▶ _PROBLEMS TO WORK ON_:
a – Summarize the CET patch post below in two sentences.
b – Recast the paragraph of the CET patch post beginning "A shadow stack is a second stack" as a short bulleted list that keeps its main facts.
c – From the CET patch post below, extract the stretch from "They're prerequisites for" through "in mainline tree." word for word.

[PATCH v3 00/21] Enable CET Virtualization

From: Yang Weijiang
Date: Thu May 11 2023 - 03:13:45 EST


Control-flow Enforcement Technology (CET) is a CPU feature used to prevent
Return/Jump-Oriented Programming (ROP/JOP) attacks. CET introduces a new
exception type, Control Protection (#CP), and two sub-features(SHSTK,IBT)
to defend against ROP/JOP style control-flow subversion attacks.

Shadow Stack (SHSTK):
A shadow stack is a second stack used exclusively for control transfer
operations. The shadow stack is separate from the data/normal stack and
can be enabled individually in user and kernel mode. When shadow stack
is enabled, CALL pushes the return address on both the data and shadow
stack. RET pops the return address from both stacks and compares them.
If the return addresses from the two stacks do not match, the processor
generates a #CP.

Indirect Branch Tracking (IBT):
IBT adds a new instruction, ENDBRANCH, to mark valid target addresses of
indirect branches (CALL, JMP etc...). If an indirect branch is executed
and the next instruction is _not_ an ENDBRANCH, the processor generates a
#CP. These instruction behaves as a NOP on platforms that doesn't support
CET.


Dependency:
--------------------------------------------------------------------------
The first 5 patches are taken over from CET native series [1] in linux-next.
They're prerequisites for enabling guest user mode SHSTK. Patch this full
series before build host kernel for guest CET testing. Also apply CET enabling
patches in [2] to build qualified QEMU. These kernel dependent patches will
be enclosed in KVM series until CET native series is merged in mainline tree.

▶ _DATA EXTRACT_:
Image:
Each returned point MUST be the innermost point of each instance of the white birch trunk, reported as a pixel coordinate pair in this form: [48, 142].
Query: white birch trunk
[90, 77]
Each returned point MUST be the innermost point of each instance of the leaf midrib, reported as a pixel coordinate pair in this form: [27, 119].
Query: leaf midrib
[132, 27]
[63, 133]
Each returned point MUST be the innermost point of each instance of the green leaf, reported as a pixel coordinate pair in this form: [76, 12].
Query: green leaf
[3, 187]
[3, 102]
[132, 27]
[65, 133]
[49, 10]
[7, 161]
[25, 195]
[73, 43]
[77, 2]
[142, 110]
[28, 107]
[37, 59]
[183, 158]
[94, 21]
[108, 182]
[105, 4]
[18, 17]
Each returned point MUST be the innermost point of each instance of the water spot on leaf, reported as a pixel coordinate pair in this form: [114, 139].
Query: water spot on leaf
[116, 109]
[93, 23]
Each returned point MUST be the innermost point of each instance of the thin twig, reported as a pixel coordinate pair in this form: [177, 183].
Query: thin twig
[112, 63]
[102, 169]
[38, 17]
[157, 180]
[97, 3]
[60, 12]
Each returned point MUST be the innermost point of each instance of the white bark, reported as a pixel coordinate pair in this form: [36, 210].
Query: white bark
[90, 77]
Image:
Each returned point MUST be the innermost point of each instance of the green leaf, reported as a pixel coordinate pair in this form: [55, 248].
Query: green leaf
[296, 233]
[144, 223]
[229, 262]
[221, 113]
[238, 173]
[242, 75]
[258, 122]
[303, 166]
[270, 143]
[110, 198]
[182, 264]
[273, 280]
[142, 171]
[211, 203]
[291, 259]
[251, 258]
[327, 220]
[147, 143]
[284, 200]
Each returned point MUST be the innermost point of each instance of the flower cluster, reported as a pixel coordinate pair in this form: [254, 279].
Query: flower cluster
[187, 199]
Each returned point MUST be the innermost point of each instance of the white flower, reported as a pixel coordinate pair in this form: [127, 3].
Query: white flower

▶ _OUTPUTS BY TASK_:
a – Control-flow Enforcement Technology (CET) is a CPU feature that defends against ROP/JOP attacks using a new Control Protection (#CP) exception and two sub-features: Shadow Stack, which keeps a second stack for return addresses and raises a #CP when the return addresses from the two stacks don't match, and Indirect Branch Tracking, which raises a #CP when an indirect branch is not followed by an ENDBRANCH instruction. The series depends on its first five patches, taken from the CET native series in linux-next, and guest CET testing also requires the CET enabling patches for building a qualified QEMU.

b –
- A shadow stack is a second stack used only for control transfer operations, separate from the data/normal stack.
- It can be enabled individually in user and kernel mode.
- When it is enabled, CALL pushes the return address onto both stacks.
- RET pops the return address from both stacks and compares them.
- If the two return addresses don't match, the processor generates a #CP.

c –
They're prerequisites for enabling guest user mode SHSTK. Patch this full
series before build host kernel for guest CET testing. Also apply CET enabling
patches in [2] to build qualified QEMU. These kernel dependent patches will
be enclosed in KVM series until CET native series is merged in mainline tree.